Excerpts of pointing data
== == ==

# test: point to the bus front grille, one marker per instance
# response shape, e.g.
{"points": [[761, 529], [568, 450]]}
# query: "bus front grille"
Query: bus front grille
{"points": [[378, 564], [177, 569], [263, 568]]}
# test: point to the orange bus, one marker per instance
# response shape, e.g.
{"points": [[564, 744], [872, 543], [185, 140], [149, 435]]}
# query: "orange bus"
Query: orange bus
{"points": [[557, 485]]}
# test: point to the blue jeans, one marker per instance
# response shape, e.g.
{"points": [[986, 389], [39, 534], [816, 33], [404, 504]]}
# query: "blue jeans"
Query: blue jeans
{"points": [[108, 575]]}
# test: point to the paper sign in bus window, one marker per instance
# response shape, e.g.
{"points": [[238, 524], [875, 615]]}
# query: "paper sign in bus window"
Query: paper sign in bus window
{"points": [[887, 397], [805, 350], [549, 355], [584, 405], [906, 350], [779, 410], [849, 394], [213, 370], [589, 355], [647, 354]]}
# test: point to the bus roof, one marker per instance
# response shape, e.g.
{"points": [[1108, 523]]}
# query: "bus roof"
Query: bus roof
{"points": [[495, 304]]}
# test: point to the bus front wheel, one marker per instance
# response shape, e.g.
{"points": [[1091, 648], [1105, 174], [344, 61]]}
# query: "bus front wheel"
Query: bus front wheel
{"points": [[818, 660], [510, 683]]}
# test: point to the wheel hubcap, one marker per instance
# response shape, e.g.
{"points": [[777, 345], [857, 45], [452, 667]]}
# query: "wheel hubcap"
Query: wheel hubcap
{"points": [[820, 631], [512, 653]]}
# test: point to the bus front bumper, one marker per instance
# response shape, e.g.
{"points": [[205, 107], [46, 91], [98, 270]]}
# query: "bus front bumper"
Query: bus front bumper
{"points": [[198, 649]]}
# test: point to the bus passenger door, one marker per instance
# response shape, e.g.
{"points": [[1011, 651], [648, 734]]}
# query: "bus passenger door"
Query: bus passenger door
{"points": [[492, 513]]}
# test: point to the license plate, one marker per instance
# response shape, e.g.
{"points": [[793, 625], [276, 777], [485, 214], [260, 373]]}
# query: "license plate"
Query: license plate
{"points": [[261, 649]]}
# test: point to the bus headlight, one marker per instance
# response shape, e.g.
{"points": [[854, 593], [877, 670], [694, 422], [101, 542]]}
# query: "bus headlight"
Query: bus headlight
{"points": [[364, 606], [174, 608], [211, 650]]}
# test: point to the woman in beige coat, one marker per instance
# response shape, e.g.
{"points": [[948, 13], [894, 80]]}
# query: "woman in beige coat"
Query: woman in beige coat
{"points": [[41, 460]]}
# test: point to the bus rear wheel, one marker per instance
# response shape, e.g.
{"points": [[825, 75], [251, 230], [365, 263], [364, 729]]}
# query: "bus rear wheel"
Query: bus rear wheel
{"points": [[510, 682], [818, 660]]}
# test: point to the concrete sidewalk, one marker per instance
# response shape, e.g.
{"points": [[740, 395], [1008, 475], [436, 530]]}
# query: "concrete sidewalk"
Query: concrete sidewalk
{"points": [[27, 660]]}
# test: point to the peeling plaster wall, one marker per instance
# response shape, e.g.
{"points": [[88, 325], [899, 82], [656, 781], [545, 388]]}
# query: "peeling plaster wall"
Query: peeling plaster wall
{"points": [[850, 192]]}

== == ==

▶ [PROBLEM STATEMENT]
Update all the data above by changing every "response shape" to "output format". Leave everything else as it is.

▶ [EXERCISE RESULT]
# test: point to the bus front grille, one marker per instance
# output format, e.g.
{"points": [[761, 529], [568, 450]]}
# query: "bus front grille"
Query: bus front grille
{"points": [[378, 564], [177, 569], [263, 568]]}
# test: point to the orange bus, one marker per instance
# output format, e.g.
{"points": [[564, 744], [872, 543], [185, 140], [149, 435]]}
# query: "orange bus"
Query: orange bus
{"points": [[557, 485]]}
# test: point to the blue jeans, one marker per instance
# output format, e.g.
{"points": [[986, 389], [39, 534], [816, 33], [404, 504]]}
# query: "blue jeans"
Query: blue jeans
{"points": [[108, 575]]}
# test: point to the paper sign in bus window, one marker per instance
# output format, e.g.
{"points": [[238, 524], [875, 615]]}
# query: "paper sign in bus window"
Query: paper sign in bus window
{"points": [[887, 397], [805, 350], [549, 355], [584, 405], [906, 350], [779, 410], [849, 394], [213, 370], [589, 355], [647, 354]]}
# test: point to the bus roof, one marker per instance
# output format, e.g.
{"points": [[1108, 523]]}
# query: "bus roof"
Query: bus roof
{"points": [[495, 304]]}
# test: point to the bus front wheel, one marker per instance
# output format, e.g.
{"points": [[1091, 648], [1105, 174], [344, 61]]}
# query: "bus front wheel"
Query: bus front wheel
{"points": [[818, 660], [510, 683]]}
# test: point to the wheel hubcap, one marker per instance
# output format, e.g.
{"points": [[777, 345], [857, 45], [452, 667]]}
# query: "wheel hubcap"
Query: wheel hubcap
{"points": [[820, 631], [512, 653]]}
# test: point to the bus front bumper, one marker per instance
# output format, e.g.
{"points": [[205, 107], [46, 91], [98, 270]]}
# query: "bus front bumper"
Query: bus front bumper
{"points": [[198, 649]]}
# test: point to the bus passenger door, one marker per instance
# output format, e.g.
{"points": [[1011, 651], [648, 734]]}
# query: "bus passenger door"
Query: bus passenger door
{"points": [[492, 513]]}
# test: point to the license plate, one marker per instance
# output format, e.g.
{"points": [[793, 625], [276, 777], [485, 214], [260, 373]]}
# query: "license plate"
Query: license plate
{"points": [[261, 649]]}
# test: point to the bus headlight, one marker per instance
# output format, e.g.
{"points": [[854, 593], [877, 670], [694, 422], [101, 542]]}
# query: "bus headlight"
Query: bus headlight
{"points": [[364, 606], [174, 608], [211, 650]]}
# test: point to the woman in beige coat, one marker per instance
# output format, e.g.
{"points": [[948, 13], [894, 80]]}
# query: "woman in beige coat"
Query: woman in beige coat
{"points": [[41, 460]]}
# test: point to the bus rear wheel, one marker per instance
# output format, e.g.
{"points": [[825, 75], [251, 230], [365, 263], [364, 729]]}
# query: "bus rear wheel"
Query: bus rear wheel
{"points": [[510, 682], [818, 660]]}
# test: point to the concrete sidewalk, one marker per instance
# output format, e.g.
{"points": [[740, 395], [1008, 475], [436, 530]]}
# query: "concrete sidewalk"
Query: concrete sidewalk
{"points": [[27, 660]]}
# test: point to the peeling plaster wall, one marker per instance
# output format, e.g.
{"points": [[88, 325], [899, 82], [656, 781], [545, 388]]}
# query: "peeling plaster wall"
Query: peeling plaster wall
{"points": [[850, 192]]}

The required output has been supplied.